§ **Teks**:
···
Sabtu, 01 Januari 2011

Manajemen waktu ulama salaf

Ibnul Qayyim berkata,” Tahun adalah batang pohon, bulan-bulan adalah dahannya. Hari-hari adalah ranting rantingnya. Jam-jam adalah daun-daunnya. Dan nafas nafas adalah buah buahnya. Barangsiapa nafas-nafasnya untuk ketaatan, maka buah pohonnya adalah baik. Dan barangsiapa nafas-nafasnya untuk kemaksiatan, maka buahnya adalah hanzhal (buah terpahit). Musim panennya adalah hari pembalasan. Pada saat panen itulah akan jelas mana buah yang manis dan mana buah yang pahit. Kira kira bagaimana buah dari umur kita manis atau pahit?”

Untuk menjawab pertanyaan Ibnul Qayyim, marilah kita bertamasya ke “kebun kebun” ulama salaf (zaman dulu) dan memetik buah-buahan aneka warna dan sedap rasa dari pohon-pohon rindang nan hijau elok dipandang mata. Ulama salaf telah mewariskan khazanah ilmu pengetahuan dan teladan yang mencengangkan dunia. Salafush shalih berhasil menorehkan contoh mengagumkan dalam memanfaatkan detik detik umur dalam setiap hembusan nafas untuk amal kebajikan.

Tradisi Belajar Ulama Salaf

Membaca adalah kebiasaan para ulama dan orang orang shalih bahkan ketika mereka menghadiri berbagai walimah dan pertemuan. Al-Fath bin Khaqan selalu membawa kitab (buku) di saku bajunya. Apabila dia meninggalkan majlis untuk shalat atau kencing, dia mengeluarkan kitab dan membacanya sambil berjalan hingga dia sampai di tempat tujuan. Kemudian dia melakukan hal yang sama pada saat dia kembali kemajlisnya.
···
§ **Bahan Hasil Ekstraksi**:
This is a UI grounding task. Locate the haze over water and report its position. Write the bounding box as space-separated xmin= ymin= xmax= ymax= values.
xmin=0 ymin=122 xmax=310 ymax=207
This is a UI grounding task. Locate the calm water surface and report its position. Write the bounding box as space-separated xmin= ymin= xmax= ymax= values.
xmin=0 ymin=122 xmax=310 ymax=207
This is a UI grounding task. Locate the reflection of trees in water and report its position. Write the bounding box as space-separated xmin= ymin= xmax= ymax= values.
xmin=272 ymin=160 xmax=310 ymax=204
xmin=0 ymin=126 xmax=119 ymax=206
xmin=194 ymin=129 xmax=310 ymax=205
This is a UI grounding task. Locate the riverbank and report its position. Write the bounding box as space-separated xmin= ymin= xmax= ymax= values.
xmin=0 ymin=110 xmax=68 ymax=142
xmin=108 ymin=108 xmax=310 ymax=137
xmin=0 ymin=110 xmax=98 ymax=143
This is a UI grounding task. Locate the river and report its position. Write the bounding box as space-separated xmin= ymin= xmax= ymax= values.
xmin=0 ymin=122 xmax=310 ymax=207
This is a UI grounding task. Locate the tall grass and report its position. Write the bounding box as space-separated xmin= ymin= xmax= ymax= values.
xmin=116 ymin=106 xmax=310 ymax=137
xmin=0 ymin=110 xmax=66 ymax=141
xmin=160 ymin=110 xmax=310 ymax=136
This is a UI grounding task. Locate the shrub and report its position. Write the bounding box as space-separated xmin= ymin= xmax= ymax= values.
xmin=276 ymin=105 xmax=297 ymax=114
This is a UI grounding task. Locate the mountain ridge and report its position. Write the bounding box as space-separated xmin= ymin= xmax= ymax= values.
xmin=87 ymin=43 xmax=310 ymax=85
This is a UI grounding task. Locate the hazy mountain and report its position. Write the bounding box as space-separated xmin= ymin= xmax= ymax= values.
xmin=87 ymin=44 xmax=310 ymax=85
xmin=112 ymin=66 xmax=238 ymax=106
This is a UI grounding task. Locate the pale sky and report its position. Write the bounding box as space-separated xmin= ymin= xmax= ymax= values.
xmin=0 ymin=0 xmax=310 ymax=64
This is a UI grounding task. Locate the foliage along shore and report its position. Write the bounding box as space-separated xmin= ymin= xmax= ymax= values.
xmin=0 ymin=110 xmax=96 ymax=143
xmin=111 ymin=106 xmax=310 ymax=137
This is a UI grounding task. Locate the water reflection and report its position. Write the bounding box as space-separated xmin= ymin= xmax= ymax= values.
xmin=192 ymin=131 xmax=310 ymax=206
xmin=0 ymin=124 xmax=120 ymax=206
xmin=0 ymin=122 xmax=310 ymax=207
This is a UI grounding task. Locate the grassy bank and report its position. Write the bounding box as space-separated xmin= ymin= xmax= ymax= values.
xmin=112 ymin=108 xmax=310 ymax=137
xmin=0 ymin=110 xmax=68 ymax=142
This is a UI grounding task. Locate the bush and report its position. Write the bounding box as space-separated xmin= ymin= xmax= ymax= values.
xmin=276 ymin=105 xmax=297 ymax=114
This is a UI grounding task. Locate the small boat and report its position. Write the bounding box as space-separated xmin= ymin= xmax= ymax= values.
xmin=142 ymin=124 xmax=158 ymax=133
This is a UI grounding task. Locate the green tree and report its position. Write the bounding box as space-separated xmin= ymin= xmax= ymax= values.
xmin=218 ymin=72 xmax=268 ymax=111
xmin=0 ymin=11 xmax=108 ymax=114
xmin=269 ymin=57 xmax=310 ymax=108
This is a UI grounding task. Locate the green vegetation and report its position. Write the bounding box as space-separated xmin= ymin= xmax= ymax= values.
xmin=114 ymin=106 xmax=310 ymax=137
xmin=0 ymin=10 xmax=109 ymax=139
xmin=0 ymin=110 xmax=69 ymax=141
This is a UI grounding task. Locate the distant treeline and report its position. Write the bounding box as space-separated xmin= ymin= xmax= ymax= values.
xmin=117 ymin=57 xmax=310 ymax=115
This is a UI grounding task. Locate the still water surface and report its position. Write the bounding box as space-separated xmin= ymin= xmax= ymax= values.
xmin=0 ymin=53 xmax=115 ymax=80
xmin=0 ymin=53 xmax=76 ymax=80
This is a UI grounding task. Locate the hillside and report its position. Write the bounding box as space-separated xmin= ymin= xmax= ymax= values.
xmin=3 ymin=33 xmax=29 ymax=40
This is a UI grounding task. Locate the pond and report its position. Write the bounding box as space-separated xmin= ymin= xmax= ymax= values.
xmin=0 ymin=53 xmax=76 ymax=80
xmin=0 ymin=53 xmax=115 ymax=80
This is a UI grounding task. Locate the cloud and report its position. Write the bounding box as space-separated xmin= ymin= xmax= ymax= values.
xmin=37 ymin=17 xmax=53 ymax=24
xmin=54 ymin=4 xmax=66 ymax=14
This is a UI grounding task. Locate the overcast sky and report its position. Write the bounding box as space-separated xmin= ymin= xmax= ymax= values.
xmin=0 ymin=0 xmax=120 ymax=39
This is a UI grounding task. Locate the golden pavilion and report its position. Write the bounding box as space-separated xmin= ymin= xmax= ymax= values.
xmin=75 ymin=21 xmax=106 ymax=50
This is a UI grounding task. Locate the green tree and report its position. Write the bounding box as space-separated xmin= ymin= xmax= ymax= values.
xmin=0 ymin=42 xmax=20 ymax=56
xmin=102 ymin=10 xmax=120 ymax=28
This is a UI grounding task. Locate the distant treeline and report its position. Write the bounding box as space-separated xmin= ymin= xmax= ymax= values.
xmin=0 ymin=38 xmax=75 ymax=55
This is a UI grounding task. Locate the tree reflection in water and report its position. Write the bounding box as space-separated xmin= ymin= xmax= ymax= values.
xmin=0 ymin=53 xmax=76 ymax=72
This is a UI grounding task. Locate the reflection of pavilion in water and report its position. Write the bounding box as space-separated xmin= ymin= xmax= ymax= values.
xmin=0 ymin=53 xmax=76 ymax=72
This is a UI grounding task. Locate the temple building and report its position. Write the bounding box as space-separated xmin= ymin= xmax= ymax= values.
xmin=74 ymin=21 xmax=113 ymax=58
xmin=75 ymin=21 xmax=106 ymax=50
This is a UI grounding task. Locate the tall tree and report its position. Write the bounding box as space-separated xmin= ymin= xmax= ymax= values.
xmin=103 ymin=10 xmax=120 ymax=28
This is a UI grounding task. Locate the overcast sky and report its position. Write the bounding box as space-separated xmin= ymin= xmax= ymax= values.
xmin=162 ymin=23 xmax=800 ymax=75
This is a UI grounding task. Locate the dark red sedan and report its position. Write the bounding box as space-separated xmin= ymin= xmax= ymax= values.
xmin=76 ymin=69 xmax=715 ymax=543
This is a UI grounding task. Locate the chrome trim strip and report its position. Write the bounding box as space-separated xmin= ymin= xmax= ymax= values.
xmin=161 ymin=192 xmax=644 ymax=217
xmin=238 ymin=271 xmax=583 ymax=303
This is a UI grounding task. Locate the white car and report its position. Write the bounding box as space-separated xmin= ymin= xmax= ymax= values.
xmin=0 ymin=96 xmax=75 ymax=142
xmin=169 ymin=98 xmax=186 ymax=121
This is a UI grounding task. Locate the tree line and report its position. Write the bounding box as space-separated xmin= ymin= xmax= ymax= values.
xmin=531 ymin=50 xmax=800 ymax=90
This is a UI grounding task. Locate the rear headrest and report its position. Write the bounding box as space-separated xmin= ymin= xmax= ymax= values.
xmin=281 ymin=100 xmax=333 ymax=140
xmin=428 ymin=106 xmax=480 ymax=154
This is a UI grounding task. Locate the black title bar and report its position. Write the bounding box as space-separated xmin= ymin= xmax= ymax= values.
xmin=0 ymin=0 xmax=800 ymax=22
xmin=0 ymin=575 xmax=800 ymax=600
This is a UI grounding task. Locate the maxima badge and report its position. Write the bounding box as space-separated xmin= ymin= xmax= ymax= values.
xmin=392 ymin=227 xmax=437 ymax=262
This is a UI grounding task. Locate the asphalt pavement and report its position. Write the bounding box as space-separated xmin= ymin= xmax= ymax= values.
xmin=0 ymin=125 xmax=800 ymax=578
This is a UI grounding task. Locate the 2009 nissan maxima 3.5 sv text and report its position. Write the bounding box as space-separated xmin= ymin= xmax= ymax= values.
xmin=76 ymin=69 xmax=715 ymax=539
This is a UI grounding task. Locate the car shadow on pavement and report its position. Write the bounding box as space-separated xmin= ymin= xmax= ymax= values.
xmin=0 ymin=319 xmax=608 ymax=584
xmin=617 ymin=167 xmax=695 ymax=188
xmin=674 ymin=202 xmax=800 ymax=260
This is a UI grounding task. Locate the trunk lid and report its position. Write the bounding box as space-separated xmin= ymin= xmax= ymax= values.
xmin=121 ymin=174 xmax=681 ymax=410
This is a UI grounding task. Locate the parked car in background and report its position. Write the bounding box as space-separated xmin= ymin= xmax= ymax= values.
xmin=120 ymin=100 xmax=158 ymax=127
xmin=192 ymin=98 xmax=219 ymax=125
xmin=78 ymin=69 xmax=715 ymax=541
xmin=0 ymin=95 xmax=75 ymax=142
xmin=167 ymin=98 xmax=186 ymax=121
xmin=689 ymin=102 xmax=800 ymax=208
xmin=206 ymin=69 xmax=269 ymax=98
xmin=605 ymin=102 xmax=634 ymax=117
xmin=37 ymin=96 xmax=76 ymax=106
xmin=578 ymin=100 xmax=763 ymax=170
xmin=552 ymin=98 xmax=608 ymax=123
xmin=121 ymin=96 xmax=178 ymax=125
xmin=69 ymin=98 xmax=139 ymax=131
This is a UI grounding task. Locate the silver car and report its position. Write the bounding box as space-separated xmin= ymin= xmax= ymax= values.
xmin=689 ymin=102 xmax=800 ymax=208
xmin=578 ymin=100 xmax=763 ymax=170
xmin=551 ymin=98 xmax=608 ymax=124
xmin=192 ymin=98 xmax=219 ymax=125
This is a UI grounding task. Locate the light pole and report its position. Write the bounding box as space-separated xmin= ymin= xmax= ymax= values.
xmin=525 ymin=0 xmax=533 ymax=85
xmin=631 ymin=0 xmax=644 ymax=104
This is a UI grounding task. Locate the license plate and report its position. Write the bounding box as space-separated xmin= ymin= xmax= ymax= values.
···
§ **Tugas yang Dikerjakan**:
[1] Buatlah ringkasan teks tentang manajemen waktu ulama salaf dalam dua kalimat.
[2] Terjemahkan kalimat "Al-Fath bin Khaqan selalu membawa kitab (buku) di saku bajunya." dari teks tentang manajemen waktu ulama salaf ke dalam bahasa Inggris.
[3] Lanjutkan teks tentang manajemen waktu ulama salaf mulai dari kalimat terakhirnya.

§ **Hasil per Tugas**:
[1] Ibnul Qayyim mengumpamakan umur sebagai pohon yang buahnya adalah nafas-nafas kita; buah itu baik bila nafas digunakan untuk ketaatan dan pahit bila untuk kemaksiatan, dan musim panennya adalah hari pembalasan. Ulama salaf memberi contoh mengagumkan dalam memanfaatkan setiap detik umur untuk amal kebajikan, misalnya Al-Fath bin Khaqan yang selalu membawa kitab di saku bajunya dan membacanya sambil berjalan setiap kali meninggalkan majlis.

[2] Al-Fath bin Khaqan always carried a kitab (book) in his shirt pocket.

[3]
Tsa’lab (seorang imam qira’ah) tidak pernah berpisah dari kitabnya. Apabila dia diundang kesebuah walimah, dia mensyaratkan agar diletakkan tempat selebar kulit domba sebagai tempat kitab yang akan dibacanya. An-Nadhr bin Syumail berkata, “seseorang tidak akan bisa merasakan nikmatnya belajar, sampai dia lapar dan melupakan laparnya.”

Beberapa orang berkata kepada Abdullah bin Mubarak “Ketika engkau telah menunaikan shalat, mengapa engkau tidak duduk bersama kami? Dia menjawab, “Saya pergi untuk duduk bersama para sahabat dan tabi’in”. Mereka bertanya, “dimana mereka?”. Dia menjawab, “Saya pergi lalu membaca kitab kitab, maka saya mengetahui amal amal dan keteladanan mereka. Apa yang bisa saya lakukan bersama kalian? Sementara kalian hanya duduk membicarakan aib orang lain.”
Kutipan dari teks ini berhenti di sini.